> [Given passage]
#####
TV KIDS: In terms of genres or age demographics, what are you currently on the lookout for?
MAFFUCHI: For DeA Junior, which is mainly preschool with a lot of family co-viewing, we are always looking for big franchises, especially in animation. Everything that is live action on DeA Junior are mainly original productions; we use local talent to really connect with the families and the parents. With preschool content, we need the reruns to be a little bit higher. So, the rollout for DeA Junior is a little bit slower. The amount of new IP that we need every year is quite low in comparison to DeA Kids.

With DeA Kids, we reach kids 6 to 11 in terms of demographic but are really gender-neutral. This is quite a difficult target, especially every time you go near 11 to 12. It’s difficult to get them connected. We have a really good balance between live action and animation. We also produce a lot of live action for DeA Kids, but we are always looking for sitcom/comedy but not too much mystery because we need something that can be broadcast as many times as possible in order to engage with the audience.

The thing that we will be missing the most, even for this year—although we’re working on 2023 and 2024—are good animated comedies for 6 to 11s. It’s really hard to find that in the market. Kids these days, especially in that target, are really looking for that. But it’s not easy to find good comedy that will reach and engage immediately with the target. We are starting to go a little bit higher in terms of target. So, not only the 8 to 10s in terms of live action, but we’re trying to go a little bit more into drama, with the long-running series, to try to wait until 13, 14 years old.

We have the linear channels and the VOD platform. We have started doing a lot of strategies between the prelaunch on the nonlinear platform to then follow the full series on the linear channel, or the other way around. So, it’s not only about the content but also all the content that we can build around an IP to try to connect as much as possible with the kids on all the different platforms. It’s not only the 26- or 30-minutes or [however] many episodes a week we’d like to have, but it’s also all the things that we can build around to engage with the audience. From 9 years old to 12, it’s really difficult to keep them engaged as much as we would like to. This is what we’re trying to work on. We will be producing local game shows or entertainment formats for the target, with family co-viewing. This is something we are working on for 2023.
#####
Referring-expression pointing data
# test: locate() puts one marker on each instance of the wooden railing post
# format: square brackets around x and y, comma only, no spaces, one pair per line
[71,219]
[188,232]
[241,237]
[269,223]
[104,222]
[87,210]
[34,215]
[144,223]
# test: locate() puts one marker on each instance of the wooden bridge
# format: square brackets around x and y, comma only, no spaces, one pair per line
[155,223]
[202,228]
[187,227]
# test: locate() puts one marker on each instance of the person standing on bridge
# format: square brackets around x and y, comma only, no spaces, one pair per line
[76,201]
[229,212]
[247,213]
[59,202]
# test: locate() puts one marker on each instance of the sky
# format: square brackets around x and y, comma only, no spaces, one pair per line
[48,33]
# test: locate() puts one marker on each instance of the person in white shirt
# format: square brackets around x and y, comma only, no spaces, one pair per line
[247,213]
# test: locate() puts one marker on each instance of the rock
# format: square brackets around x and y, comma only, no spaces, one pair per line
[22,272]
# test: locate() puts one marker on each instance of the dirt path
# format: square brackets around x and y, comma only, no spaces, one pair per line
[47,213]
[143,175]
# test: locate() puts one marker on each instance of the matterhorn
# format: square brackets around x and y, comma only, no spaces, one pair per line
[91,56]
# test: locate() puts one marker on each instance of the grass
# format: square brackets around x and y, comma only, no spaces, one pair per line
#####
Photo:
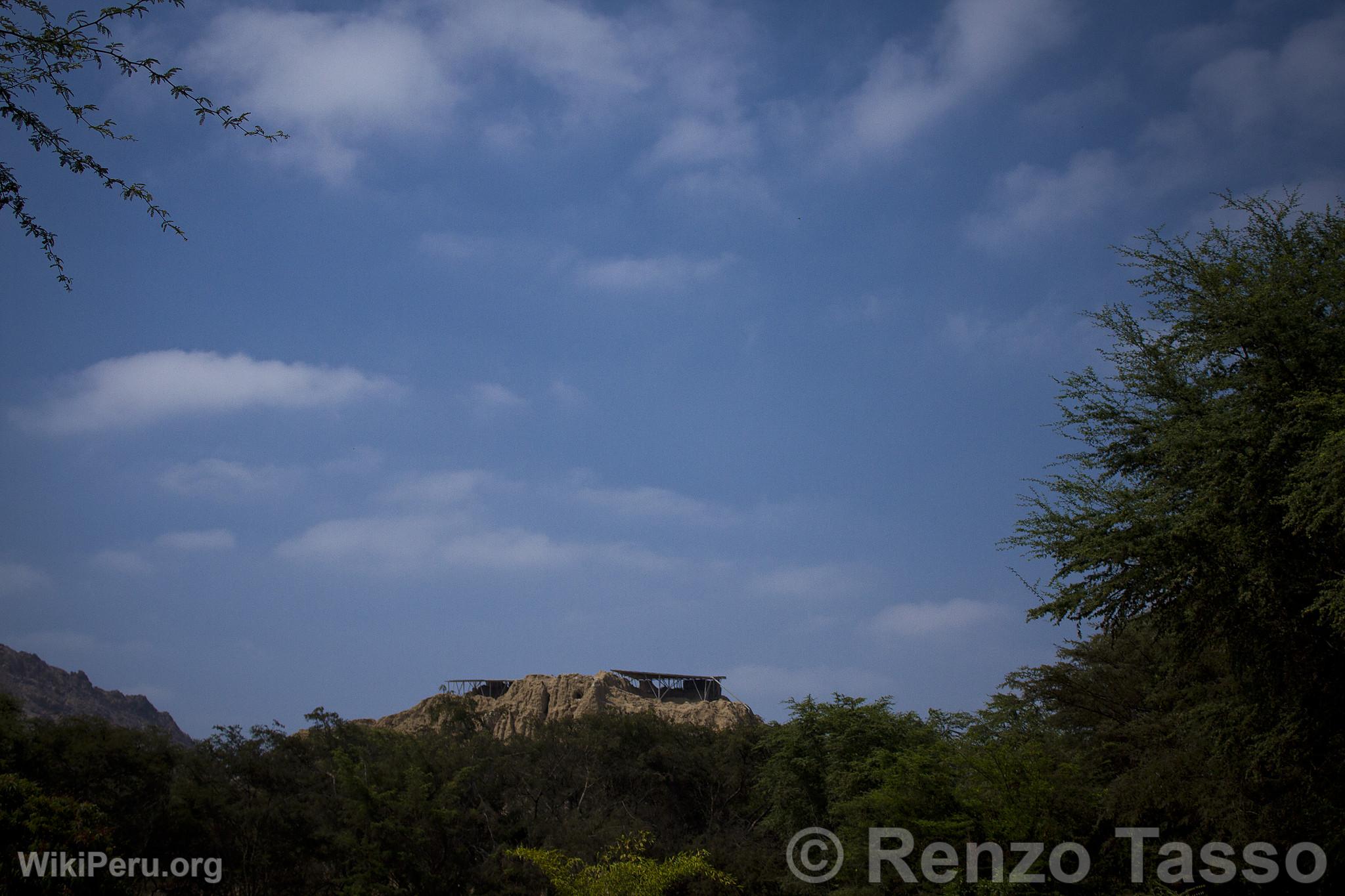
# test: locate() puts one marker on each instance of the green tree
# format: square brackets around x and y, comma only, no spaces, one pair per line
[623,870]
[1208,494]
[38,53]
#####
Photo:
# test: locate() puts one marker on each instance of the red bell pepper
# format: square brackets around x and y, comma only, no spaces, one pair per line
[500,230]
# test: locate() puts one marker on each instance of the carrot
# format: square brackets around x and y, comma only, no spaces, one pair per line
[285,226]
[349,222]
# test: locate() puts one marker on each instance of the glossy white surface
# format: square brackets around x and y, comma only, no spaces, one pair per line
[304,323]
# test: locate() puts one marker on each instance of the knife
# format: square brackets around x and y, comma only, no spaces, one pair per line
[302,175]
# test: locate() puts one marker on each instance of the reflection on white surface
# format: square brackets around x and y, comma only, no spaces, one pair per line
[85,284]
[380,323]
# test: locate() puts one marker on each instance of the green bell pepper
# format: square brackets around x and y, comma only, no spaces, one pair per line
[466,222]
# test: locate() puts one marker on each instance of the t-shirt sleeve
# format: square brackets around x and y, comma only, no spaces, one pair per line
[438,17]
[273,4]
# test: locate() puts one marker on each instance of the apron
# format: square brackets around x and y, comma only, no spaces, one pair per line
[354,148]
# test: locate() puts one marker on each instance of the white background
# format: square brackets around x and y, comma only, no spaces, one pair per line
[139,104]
#####
> [Work task A]
Please answer these questions using the interview on DeA Junior and DeA Kids.
(i) What age range does DeA Kids reach?
(ii) What type of content does the interview name as the thing that will be missing the most?
(iii) What will be produced for the target in 2023?
> [Work task B] Carry on the interview on DeA Junior and DeA Kids from its last sentence.

> [Answer area A]
(i) Kids 6 to 11.
(ii) Good animated comedies for 6 to 11s.
(iii) Local game shows or entertainment formats, with family co-viewing.

> [Answer area B]
TV KIDS: With regard to exclusivity and rights, is this less of a make-or-break deal point, or is it still a hot-button negotiating issue?
MAFFUCHI: We are part of the Sky platform, so pay-TV exclusive is mandatory; it’s a must. The only thing we can have non-exclusively is VOD rights. Holdbacks are still quite important for us. Depending on the case, we will have between 6 to 12 months of exclusivity from the premiere of the content. So, those three—exclusivity, VOD rights and holdbacks—are mandatory. I know the market is changing a lot, but that is something that is important for us.

The European quota is important. We still have space for content that is not European, but the obligation, the percentage we need to cover, is getting higher. So, I think it will be the second, if not the first, question I ask when someone is pitching to me: Is it European content? We have a lot of rules to respect on hours covered between Italian content, European content and then the space we can leave for content that is not European.

TV KIDS: What advice can you share for producers or distributors looking to land programming on your platform?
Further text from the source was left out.